▶ EXCERTO DO TEXTO
►
No final de Julho, um artigo publicado na Bloomberg assinado por Hayley Warren e Henrique Almeida dava já conta da resistência dos proprietários de Alojamento Local em aderir ao programa de renda segura. De acordo com os dados mais recentes, este programa terá angariado até ao presente 177 casas, 45 das quais provenientes do Alojamento Local.
Já no fim de Novembro, foram publicados os resultados do inquérito (DINÂMIA’CET – ISCTE) aos titulares/gestores de AL de todo o país, trabalho que coordenei. Uma das conclusões mais relevantes é que, apesar das enormes perdas de facturação, mais significativas em Lisboa, onde 93% refere perdas superiores a 75%, a maioria dos inquiridos deseja manter-se no AL de curta duração. A alternativa mais equacionada é o “arrendamento” de média duração, uma modalidade que, não excedendo um ano, não está sujeita à lei do arrendamento “normal”. Trata-se de uma solução destinada a múltiplos públicos-alvo, dos estudantes aos profissionais para quem o teletrabalho confere maior liberdade de escolha residencial, entre outros.
◄
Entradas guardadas
►
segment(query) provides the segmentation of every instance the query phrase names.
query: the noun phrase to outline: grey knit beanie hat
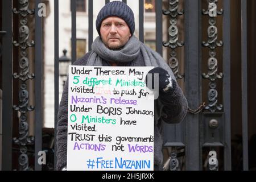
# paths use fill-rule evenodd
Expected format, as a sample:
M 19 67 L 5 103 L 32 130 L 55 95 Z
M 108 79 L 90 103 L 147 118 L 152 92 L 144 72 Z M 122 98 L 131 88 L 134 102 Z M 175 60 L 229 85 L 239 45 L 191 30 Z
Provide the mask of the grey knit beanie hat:
M 106 3 L 100 11 L 96 19 L 96 29 L 100 36 L 102 21 L 109 16 L 118 16 L 125 20 L 130 28 L 131 35 L 134 33 L 134 15 L 133 10 L 122 1 L 112 1 Z

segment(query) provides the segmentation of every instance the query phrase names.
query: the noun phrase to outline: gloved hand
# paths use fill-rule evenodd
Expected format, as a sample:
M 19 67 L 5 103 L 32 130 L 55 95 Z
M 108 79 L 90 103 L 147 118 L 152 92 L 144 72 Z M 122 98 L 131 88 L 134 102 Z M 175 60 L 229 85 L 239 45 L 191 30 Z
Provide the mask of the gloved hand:
M 159 92 L 166 93 L 170 93 L 176 86 L 176 81 L 171 78 L 167 71 L 162 68 L 158 67 L 150 70 L 147 75 L 145 82 L 148 88 L 147 75 L 149 73 L 152 74 L 152 89 L 155 89 L 154 74 L 155 73 L 159 74 L 158 86 Z M 150 89 L 151 89 L 150 88 L 148 88 Z

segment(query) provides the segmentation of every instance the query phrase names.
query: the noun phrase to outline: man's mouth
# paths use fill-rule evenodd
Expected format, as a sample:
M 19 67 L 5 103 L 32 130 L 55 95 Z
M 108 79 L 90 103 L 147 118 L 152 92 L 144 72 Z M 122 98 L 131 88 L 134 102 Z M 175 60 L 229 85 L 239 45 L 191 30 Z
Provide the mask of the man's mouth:
M 109 40 L 111 40 L 111 39 L 118 39 L 118 38 L 109 38 Z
◄
▶ TAREFAS A REALIZAR
a. No texto sobre o Alojamento Local, que percentagem dos inquiridos em Lisboa refere perdas de facturação superiores a 75%?
b. Cite do texto sobre o Alojamento Local o trecho que começa em "Já no fim de" e termina em "residencial, entre outros.".

▶ RESPOSTAS DO EXERCÍCIO
a. 93% dos inquiridos em Lisboa.

b.
Já no fim de Novembro, foram publicados os resultados do inquérito (DINÂMIA’CET – ISCTE) aos titulares/gestores de AL de todo o país, trabalho que coordenei. Uma das conclusões mais relevantes é que, apesar das enormes perdas de facturação, mais significativas em Lisboa, onde 93% refere perdas superiores a 75%, a maioria dos inquiridos deseja manter-se no AL de curta duração. A alternativa mais equacionada é o “arrendamento” de média duração, uma modalidade que, não excedendo um ano, não está sujeita à lei do arrendamento “normal”. Trata-se de uma solução destinada a múltiplos públicos-alvo, dos estudantes aos profissionais para quem o teletrabalho confere maior liberdade de escolha residencial, entre outros.